(PROVIDED INFORMATION):
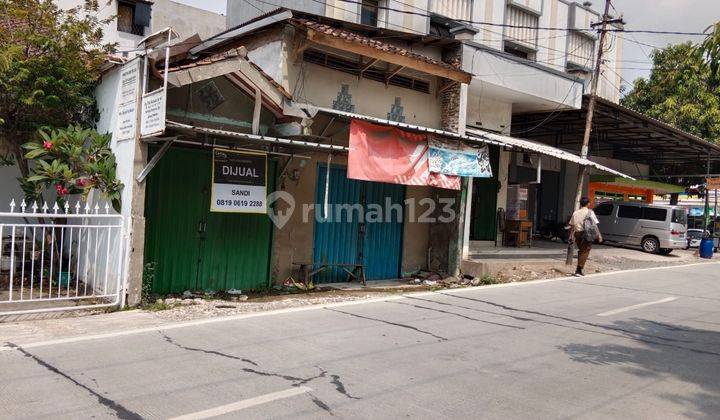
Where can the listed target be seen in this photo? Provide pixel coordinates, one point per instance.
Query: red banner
(387, 154)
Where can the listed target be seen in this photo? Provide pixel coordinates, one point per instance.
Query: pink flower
(61, 191)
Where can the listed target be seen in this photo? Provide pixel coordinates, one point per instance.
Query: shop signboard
(152, 120)
(713, 183)
(128, 95)
(239, 182)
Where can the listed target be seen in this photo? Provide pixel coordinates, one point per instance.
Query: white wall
(552, 45)
(185, 20)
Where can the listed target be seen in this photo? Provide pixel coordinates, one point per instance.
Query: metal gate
(192, 248)
(60, 258)
(350, 236)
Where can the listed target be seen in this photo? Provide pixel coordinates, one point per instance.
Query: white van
(654, 228)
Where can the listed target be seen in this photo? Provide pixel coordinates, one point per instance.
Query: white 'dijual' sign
(127, 108)
(152, 120)
(239, 182)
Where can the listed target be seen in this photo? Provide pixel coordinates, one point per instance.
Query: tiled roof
(363, 40)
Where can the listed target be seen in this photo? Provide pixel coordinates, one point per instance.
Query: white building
(132, 20)
(526, 56)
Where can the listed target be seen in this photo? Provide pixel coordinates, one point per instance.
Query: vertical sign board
(713, 183)
(127, 108)
(239, 182)
(152, 120)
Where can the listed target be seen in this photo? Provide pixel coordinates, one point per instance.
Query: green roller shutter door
(192, 248)
(483, 226)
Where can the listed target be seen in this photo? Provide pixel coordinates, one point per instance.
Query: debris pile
(436, 280)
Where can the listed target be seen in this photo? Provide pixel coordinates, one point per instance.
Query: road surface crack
(295, 380)
(121, 411)
(459, 315)
(396, 324)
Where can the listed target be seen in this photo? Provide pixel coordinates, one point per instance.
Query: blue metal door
(364, 224)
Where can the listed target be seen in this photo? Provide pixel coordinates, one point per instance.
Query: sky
(663, 15)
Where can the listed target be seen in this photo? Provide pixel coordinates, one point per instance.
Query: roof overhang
(620, 133)
(236, 68)
(477, 137)
(660, 188)
(403, 61)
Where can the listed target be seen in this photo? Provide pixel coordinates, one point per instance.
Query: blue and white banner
(458, 159)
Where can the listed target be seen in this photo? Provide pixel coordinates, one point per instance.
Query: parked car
(693, 237)
(654, 228)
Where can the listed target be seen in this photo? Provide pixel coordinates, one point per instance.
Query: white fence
(60, 258)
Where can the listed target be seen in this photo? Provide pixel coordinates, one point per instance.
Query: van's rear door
(627, 227)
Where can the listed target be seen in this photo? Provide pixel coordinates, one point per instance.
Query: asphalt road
(643, 344)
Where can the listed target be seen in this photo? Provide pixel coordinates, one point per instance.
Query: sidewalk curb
(184, 324)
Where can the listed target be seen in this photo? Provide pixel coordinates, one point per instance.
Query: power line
(505, 25)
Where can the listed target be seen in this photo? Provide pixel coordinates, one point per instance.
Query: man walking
(584, 231)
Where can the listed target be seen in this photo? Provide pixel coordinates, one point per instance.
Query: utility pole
(590, 114)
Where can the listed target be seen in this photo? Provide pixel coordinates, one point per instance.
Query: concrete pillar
(136, 250)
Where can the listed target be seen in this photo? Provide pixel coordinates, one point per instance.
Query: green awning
(657, 187)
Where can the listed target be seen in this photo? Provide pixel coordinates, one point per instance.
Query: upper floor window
(581, 51)
(454, 9)
(133, 17)
(369, 12)
(521, 31)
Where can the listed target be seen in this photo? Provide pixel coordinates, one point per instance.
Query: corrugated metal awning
(543, 149)
(474, 136)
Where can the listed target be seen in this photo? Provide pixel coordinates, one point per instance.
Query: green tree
(710, 49)
(678, 92)
(72, 161)
(50, 61)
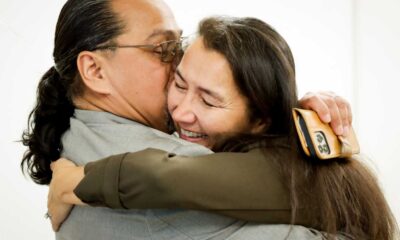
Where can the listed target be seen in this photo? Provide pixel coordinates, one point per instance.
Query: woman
(104, 96)
(234, 91)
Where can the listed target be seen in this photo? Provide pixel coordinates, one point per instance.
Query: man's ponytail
(82, 26)
(46, 124)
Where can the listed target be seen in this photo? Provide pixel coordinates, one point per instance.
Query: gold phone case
(318, 139)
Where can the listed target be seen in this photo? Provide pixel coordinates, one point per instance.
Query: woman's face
(203, 99)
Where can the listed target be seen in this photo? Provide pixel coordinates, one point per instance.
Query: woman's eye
(179, 86)
(208, 104)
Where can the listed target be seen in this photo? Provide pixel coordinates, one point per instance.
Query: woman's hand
(331, 109)
(66, 176)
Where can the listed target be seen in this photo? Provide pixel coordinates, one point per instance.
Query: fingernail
(327, 118)
(339, 130)
(346, 131)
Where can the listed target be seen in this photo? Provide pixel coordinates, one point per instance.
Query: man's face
(138, 76)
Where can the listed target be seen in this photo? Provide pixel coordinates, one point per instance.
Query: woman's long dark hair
(333, 196)
(82, 25)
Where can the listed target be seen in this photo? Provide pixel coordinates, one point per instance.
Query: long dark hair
(334, 196)
(82, 25)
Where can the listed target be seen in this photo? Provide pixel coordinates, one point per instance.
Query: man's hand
(61, 197)
(331, 109)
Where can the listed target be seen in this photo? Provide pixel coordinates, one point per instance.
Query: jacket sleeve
(241, 185)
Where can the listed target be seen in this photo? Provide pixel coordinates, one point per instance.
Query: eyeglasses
(169, 51)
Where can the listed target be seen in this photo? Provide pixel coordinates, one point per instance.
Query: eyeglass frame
(176, 52)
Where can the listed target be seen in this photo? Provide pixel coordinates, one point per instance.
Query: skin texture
(131, 82)
(203, 98)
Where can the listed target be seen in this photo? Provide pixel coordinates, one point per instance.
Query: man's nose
(184, 113)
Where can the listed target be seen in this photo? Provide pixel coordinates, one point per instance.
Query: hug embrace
(187, 140)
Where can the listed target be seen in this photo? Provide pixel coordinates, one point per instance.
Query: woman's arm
(156, 179)
(241, 185)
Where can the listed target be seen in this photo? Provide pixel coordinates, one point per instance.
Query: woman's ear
(90, 67)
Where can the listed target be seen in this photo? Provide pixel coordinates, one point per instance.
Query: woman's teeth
(192, 134)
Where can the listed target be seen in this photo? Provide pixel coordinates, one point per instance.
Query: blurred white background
(348, 46)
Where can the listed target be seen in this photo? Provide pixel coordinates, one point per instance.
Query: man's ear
(90, 67)
(260, 126)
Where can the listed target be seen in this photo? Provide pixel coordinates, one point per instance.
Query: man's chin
(169, 123)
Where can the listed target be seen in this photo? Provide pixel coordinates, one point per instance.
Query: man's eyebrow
(207, 91)
(168, 33)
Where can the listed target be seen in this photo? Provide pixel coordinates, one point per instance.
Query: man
(129, 83)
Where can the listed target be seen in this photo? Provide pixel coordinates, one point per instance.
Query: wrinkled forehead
(146, 20)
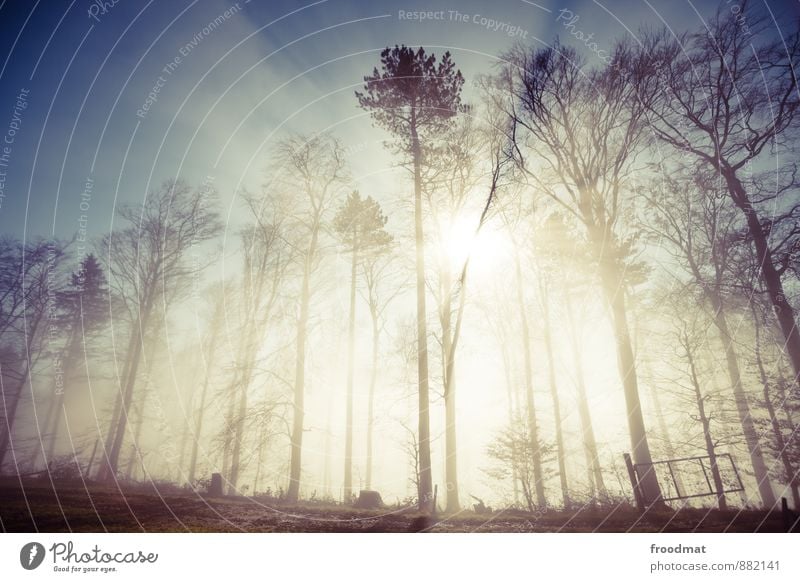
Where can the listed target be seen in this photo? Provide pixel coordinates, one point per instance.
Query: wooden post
(215, 489)
(637, 492)
(91, 459)
(790, 518)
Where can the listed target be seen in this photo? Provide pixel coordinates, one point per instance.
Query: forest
(577, 312)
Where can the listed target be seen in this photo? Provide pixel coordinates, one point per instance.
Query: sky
(225, 92)
(102, 101)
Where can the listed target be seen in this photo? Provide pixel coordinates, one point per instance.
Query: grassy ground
(34, 506)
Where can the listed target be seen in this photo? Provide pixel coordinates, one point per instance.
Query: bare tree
(311, 170)
(727, 99)
(700, 230)
(29, 284)
(584, 128)
(415, 99)
(148, 269)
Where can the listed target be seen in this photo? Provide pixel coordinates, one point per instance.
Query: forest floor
(35, 506)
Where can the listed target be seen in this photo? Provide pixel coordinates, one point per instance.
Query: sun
(488, 250)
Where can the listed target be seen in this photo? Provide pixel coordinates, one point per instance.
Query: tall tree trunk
(706, 423)
(137, 412)
(295, 466)
(784, 312)
(238, 433)
(742, 406)
(511, 405)
(200, 414)
(791, 473)
(449, 384)
(533, 429)
(326, 471)
(351, 348)
(551, 371)
(228, 442)
(58, 410)
(425, 488)
(135, 355)
(10, 411)
(615, 296)
(373, 378)
(663, 428)
(594, 469)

(INSTRUCTION):
List each line of the rows above that contains the string "floor".

(EXERCISE SOLUTION):
Query: upper floor window
Query: forest floor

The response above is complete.